──────── Task material ────────

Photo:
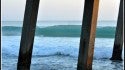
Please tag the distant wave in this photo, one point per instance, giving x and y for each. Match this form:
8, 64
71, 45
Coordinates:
60, 31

────────

The records above are to be reproduced exactly; the pictures are to be left out.

→ **Expected output**:
Photo:
Please tag the distant wave in this photo, one point per instance, giving x and y for each. Match this form:
8, 64
71, 45
Coordinates:
60, 31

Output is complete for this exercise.